Set task: Take the line that contains "Wanted = one point per instance on the white" and every line after it in the material below, and quote them exactly.

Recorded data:
┄┄┄┄┄┄

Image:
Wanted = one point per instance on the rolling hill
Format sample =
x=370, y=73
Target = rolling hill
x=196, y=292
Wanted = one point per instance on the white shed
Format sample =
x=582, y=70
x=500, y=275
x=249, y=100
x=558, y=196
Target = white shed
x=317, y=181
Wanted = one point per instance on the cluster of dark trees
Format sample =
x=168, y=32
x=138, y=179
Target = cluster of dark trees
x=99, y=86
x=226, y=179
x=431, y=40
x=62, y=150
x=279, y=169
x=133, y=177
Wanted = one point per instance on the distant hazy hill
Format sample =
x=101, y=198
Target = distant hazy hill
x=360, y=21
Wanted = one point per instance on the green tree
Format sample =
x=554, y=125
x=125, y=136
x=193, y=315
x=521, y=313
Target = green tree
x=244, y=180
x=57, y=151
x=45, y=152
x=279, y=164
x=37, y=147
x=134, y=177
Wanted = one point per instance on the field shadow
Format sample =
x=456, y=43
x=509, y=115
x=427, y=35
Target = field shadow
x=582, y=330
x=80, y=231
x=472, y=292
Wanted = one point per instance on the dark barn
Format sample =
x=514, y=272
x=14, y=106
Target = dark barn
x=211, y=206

┄┄┄┄┄┄

Completed exercise:
Wanted = one point per instance on the white shed
Format sample =
x=582, y=70
x=500, y=275
x=249, y=100
x=558, y=196
Target = white shed
x=317, y=181
Wanted = one point per instance on the cluster of dark trees
Format sample =
x=168, y=32
x=138, y=179
Target = cluster of dark trees
x=99, y=86
x=226, y=179
x=431, y=40
x=62, y=150
x=279, y=169
x=133, y=177
Wanted = one point per instance on the distant hazy hill
Format sample =
x=101, y=198
Target = distant hazy hill
x=360, y=21
Wanted = one point per instance on the green tree
Format sample =
x=554, y=125
x=125, y=136
x=193, y=315
x=521, y=313
Target = green tree
x=244, y=180
x=57, y=151
x=45, y=152
x=279, y=164
x=37, y=147
x=134, y=177
Wanted = one point per instance on the field shadow
Format sample =
x=456, y=43
x=509, y=115
x=427, y=35
Target = field shadow
x=582, y=330
x=80, y=231
x=472, y=292
Wanted = one point per instance on the dark barn
Format sample =
x=514, y=272
x=14, y=106
Target = dark barn
x=211, y=206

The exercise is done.